▶ **Exercise set**:
[a] In the oil sands monitoring report, replace "Implementation Plan" with "Monitoring Plan" and write out the passage starting with "Monitoring environmental effects" and going on through "may be subtle.".
[b] In one to three sentences, explain why the oil sands monitoring report says careful monitoring is required.

▶ **Document text**:
Monitoring environmental effects in oil sands, results report 2013 to 2014
2. Environmental effects monitoring
Monitoring designed to track environmental effects, including cumulative effects of oil sands development, is intended to provide answers to specific ecologically relevant scientific questions. In answering these questions, information becomes integrated, and a picture of the environmental effects of oil sands development begins to emerge. The three-year Implementation Plan is just a beginning, and assembling, evaluating and reporting trends may take some time, particularly where trends and impacts may be subtle.
The primary substances of concern for the Implementation Plan in the oil sands region include acidifying compounds (NOX, SOX); and substances related to the extraction and combustion of bitumen including monocyclic aromatics (BTEX: benzene, toluene, ethylbenzene, xylenes), polycyclic aromatic compounds, naphthenic acids, metals and particulate matter. The quantity of these substances can be estimated from industry emissions reports of their operations (as required under regulations), direct measurements in air, water, groundwater, snow, sediments, soils and organisms, and from indirect measurements by remote sensing technologies.
Careful monitoring is required since emission concentrations and exposures can vary over time, substances can exist naturally in the environment, emissions may be transformed into other substances, may enter or leave the region, or may accumulate locally. At certain concentrations and exposures, some substances may impair the biological functioning of an ecosystem through changes on aquatic and terrestrial plants, fish, amphibians, mammals and/or birds. Monitoring and supporting activities identified in the Implementation Plan are designed to evaluate biological changes at local and regional scales and at different levels in the aquatic and terrestrial food webs. Regular monitoring of a range of indicators of biological species and communities will help identify any potential biological, ecological or toxicological changes.

▶ **Record set**:
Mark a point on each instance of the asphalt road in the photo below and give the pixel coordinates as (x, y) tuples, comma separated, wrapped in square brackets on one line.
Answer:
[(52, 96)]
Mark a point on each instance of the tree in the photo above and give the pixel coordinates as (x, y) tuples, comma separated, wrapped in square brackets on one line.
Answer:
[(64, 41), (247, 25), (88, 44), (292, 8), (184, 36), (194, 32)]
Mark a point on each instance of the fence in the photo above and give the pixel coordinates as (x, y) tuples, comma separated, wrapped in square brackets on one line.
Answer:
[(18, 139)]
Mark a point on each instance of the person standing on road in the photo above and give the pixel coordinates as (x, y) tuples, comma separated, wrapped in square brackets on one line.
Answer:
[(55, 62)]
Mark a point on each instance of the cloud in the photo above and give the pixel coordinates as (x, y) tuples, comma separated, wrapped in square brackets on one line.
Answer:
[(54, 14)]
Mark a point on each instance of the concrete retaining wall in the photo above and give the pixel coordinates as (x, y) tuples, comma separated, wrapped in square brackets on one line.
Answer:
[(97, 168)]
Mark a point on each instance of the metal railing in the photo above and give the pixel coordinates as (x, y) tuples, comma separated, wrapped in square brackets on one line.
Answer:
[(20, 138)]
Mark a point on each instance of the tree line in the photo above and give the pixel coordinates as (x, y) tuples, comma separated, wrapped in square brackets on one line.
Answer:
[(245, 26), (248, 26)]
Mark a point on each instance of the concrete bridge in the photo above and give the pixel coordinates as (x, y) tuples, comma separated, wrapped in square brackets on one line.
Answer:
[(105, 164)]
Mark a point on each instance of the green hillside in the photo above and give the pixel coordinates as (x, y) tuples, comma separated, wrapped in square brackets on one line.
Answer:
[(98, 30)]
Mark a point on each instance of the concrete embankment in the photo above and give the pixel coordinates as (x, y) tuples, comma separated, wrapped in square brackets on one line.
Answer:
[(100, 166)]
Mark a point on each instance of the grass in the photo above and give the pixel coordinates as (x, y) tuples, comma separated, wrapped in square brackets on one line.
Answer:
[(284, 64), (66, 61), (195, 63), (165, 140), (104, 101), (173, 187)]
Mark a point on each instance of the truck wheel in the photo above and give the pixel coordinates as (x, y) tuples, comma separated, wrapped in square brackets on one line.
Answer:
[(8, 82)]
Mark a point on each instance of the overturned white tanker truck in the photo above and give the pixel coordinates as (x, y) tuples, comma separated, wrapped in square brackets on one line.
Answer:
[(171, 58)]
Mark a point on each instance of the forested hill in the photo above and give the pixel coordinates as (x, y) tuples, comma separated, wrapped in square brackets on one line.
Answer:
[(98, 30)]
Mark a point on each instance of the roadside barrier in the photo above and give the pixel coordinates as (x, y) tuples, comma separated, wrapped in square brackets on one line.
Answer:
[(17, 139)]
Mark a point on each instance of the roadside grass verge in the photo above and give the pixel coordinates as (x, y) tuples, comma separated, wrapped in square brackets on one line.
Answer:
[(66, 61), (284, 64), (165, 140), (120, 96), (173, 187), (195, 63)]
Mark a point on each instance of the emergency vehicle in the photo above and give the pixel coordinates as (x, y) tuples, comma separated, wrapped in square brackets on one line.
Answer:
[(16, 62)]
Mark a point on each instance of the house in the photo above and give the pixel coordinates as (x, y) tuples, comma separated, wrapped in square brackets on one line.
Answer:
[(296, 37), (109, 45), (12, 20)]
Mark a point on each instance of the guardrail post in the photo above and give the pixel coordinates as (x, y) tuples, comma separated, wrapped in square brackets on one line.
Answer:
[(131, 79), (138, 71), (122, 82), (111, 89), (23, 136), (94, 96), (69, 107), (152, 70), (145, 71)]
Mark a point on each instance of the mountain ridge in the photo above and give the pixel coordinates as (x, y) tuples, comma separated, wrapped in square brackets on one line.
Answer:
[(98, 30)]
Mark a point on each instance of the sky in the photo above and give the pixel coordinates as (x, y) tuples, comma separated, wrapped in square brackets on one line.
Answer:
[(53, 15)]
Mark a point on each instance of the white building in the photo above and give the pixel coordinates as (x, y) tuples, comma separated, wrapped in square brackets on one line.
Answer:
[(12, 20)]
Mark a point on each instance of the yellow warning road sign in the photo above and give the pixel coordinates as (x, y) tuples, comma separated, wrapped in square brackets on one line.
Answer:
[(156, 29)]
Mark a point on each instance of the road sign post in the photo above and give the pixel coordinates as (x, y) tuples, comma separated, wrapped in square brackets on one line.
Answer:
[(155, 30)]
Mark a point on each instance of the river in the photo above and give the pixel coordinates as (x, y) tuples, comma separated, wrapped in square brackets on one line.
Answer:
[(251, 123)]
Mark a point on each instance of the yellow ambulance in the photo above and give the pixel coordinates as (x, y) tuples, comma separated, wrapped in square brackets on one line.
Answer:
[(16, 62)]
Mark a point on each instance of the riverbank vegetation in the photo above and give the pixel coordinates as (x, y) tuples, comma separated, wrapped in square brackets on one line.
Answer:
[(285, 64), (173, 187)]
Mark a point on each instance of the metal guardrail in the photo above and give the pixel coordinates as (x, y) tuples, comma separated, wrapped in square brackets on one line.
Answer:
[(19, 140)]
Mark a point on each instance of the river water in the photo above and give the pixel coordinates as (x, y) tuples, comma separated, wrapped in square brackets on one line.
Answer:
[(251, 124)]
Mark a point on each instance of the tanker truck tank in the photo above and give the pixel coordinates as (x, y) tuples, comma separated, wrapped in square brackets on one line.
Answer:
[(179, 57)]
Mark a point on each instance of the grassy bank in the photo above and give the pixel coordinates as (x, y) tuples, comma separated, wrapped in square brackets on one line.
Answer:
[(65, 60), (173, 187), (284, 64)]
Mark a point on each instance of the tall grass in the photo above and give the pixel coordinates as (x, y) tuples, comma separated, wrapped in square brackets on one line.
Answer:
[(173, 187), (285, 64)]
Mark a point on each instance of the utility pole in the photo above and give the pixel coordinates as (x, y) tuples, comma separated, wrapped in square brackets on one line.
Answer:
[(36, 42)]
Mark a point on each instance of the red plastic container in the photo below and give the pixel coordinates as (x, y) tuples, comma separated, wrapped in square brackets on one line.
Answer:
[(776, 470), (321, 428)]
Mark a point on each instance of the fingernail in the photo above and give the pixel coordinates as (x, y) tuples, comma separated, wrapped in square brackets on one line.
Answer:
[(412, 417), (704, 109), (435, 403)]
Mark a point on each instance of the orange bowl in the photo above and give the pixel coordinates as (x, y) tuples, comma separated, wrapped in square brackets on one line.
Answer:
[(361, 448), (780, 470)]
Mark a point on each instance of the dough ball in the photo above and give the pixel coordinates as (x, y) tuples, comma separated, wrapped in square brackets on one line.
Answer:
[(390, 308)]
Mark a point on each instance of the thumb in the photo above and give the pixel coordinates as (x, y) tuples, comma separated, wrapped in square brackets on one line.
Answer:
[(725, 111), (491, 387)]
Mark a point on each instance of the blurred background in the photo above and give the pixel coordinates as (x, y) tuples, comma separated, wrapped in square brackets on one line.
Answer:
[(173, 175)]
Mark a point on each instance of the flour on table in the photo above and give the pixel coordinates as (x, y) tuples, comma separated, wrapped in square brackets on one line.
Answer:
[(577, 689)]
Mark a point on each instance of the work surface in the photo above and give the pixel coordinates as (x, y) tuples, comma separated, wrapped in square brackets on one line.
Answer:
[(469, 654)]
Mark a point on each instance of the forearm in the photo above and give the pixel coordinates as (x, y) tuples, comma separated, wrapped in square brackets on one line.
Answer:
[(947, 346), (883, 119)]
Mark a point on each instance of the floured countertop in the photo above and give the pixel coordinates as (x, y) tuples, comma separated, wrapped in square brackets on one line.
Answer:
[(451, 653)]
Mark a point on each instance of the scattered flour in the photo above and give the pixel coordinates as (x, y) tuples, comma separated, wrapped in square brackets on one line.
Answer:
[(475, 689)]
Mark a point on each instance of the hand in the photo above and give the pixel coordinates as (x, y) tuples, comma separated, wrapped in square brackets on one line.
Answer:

▶ **Answers per task**:
[a]
Monitoring environmental effects in oil sands, results report 2013 to 2014
2. Environmental effects monitoring
Monitoring designed to track environmental effects, including cumulative effects of oil sands development, is intended to provide answers to specific ecologically relevant scientific questions. In answering these questions, information becomes integrated, and a picture of the environmental effects of oil sands development begins to emerge. The three-year Monitoring Plan is just a beginning, and assembling, evaluating and reporting trends may take some time, particularly where trends and impacts may be subtle.

[b] Careful monitoring is required because emission concentrations and exposures can vary over time, and the substances can exist naturally in the environment. Emissions may also be transformed into other substances, enter or leave the region, or accumulate locally.